**Consigna A**.
Reproduce sin cambios el fragmento del texto citado que empieza con las palabras que contienen "## DJ DRACO" y termina con "y ahorres dinero.".
**Consigna B**.
Responde a partir del texto citado:
(i) ¿Cuántos parlantes hay en total en la propuesta?
(ii) ¿Qué salidas del amplificador deben usarse para conectar los transformadores?
(iii) ¿Qué dice DJ DRACO que subió, al igual que otros compañeros?
**Consigna C**.
Resume en una sola oración el párrafo del texto citado que comienza con "Y el amplificador lo compras".

**Texto citado**.

-.-.-

Él nos propone lo siguiente: 
-son 68 parlantes en total distribuidos en 4 bloques + 1 monitor en el lugar del cerebro del sistema
-utilizar parlantes de 20w y a eso colocarle un transformador de linea acada parlante de 10 w  
-eso nos daria una potencia total de 690 w lo  que representa a 4 amplificador toq1121 de 180w cada uno ó 2 amplificador yamaki de 300w cada uno, conectado en paralelo cualquiera de estos 2 sistemas para que me de la potencia que necesito
-como la conexion del amplificador es 8h-comp-70v-100v debemos  utilizar las salidas comp (-) y 100v(+)  para conectar los trf y de  ahi a los parlantes. y no voy a tener prblemas con impedancias. envio dibujo.


----------



## georgekooll (May 12, 2008)

con este esquema no voy a tener problemas con el manejo de impedancias.


----------



## DJ DRACO (May 16, 2008)

Y el amplificador lo compras o lo armas?
porque al igual que otros compañeros yo subi varios esquemas y circuitos en pcb de amplificador de buena potencia para q lo armes y ahorres dinero.

saludos.

-.-.-

Registros almacenados del conjunto de datos

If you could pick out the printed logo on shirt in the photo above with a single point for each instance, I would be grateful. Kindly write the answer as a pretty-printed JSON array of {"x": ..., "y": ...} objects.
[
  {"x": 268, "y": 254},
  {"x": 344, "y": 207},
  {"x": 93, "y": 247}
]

-.-.-

**Respuesta completa A**.
## DJ DRACO (May 16, 2008)

Y el amplificador lo compras o lo armas?
porque al igual que otros compañeros yo subi varios esquemas y circuitos en pcb de amplificador de buena potencia para q lo armes y ahorres dinero.

**Respuesta completa B**.
(i) 68 parlantes, distribuidos en 4 bloques, más 1 monitor.
(ii) Las salidas comp (-) y 100v (+).
(iii) Varios esquemas y circuitos en PCB de amplificadores de buena potencia.

**Respuesta completa C**.
Pregunta si el amplificador se va a comprar o a armar y señala que, como otros compañeros, subió varios esquemas y circuitos en PCB de amplificadores de buena potencia para armarlo y ahorrar dinero.